Activities:
1. Answer these questions using the boxplot post:
(a) What were the data gathered from?
(b) Which three features of the figure does the writer call confusing to read?
(c) What could including outliers do to the mean of the samples?
2. Write the next part of the boxplot post, picking up after its last sentence.
Segment Start: Excerpt provided
Monday, May 2, 2016

Reading Boxplot used to deal with skewed Data

Recently I came across some data that were gathered from human patient samples.  At first glance, it was really difficult for me to understand how to interpret the data, and why the data was generated this way but not the other way around, for example, t-test or ANOVA (See below the figure).  And it is also confusing to read the black bold line, the whiskers and the dots.  I talked with the scientist who sent me the data and combined with what we've come across during this semester and got a general idea of how to read the data.

When we are dealing with patient expression data, often times they are not normally-distributed, but they are "skewed" as shown by the example below.  The mean of the data is at zero represented by u.  However, as it is "skewed", the u (dotted middle line) is a not as informative as a median( the line).  Also of notes, when there are a few outliers in the data collected, they couldn't be excluded when statistical analysis is performed.  We don't know for sure if outliers are caused by measuring errors or just a true responses of certain patients.  In this case of not excluding, the inclusion the outliers could change the mean of the samples and makes it quite far from the bulky of the data.  This makes the median preferred to the mean in human patients data.
Segment End: Excerpt provided
Segment Start: Information provided
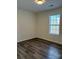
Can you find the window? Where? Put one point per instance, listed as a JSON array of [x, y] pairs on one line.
[[54, 22]]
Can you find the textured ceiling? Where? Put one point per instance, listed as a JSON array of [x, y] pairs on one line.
[[32, 6]]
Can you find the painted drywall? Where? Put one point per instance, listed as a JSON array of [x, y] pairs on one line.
[[43, 26], [26, 24]]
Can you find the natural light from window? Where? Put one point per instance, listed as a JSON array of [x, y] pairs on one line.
[[54, 22]]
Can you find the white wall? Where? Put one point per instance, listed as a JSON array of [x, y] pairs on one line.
[[43, 26], [26, 24]]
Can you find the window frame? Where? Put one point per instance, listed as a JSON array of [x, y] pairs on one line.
[[54, 24]]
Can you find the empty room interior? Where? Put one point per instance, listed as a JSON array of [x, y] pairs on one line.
[[39, 29]]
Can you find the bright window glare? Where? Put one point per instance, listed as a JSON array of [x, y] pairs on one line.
Segment End: Information provided
Answers in order:
1.
(a) Human patient samples.
(b) The black bold line, the whiskers and the dots.
(c) It could change the mean and make it quite far from the bulk of the data.

2.
So now we know it is totally different from data drawn from the normally distributed population. With that in mind, it would be much easier to understand the Boxplot.  As shown by the following image, the box represent the area of values between first quartile (25%) and third quartile (75%). The line represents the median, which is usually not in the exact middle of the box.  The whiskers represent the minimum and maximum or 1.5IQRs(Interquartile Region).  The asterisks or hollow dots represents the outliers.  

Now it seems not difficult for me to understand the first figure.  Then how to know if there is a significance when we compare one group to the control?  It's not that robust as compared to t-test or ANOVA.  p-values could be generated using some software.  A very small p-value makes it statistically significant. However, even the p-value is larger than the type I error threshold we set, we couldn't say there is no difference.  

There could be more about boxplot.  For example, in some cases scientists could do the non-parametric tests like Wilcoxon signed rank sum tests if data variation is too large or the parametric tests don't apply to original dataset (the first figure is an example of this).  There is always more in statistical methods and that's why it needs scientists intuitive to perform good stats.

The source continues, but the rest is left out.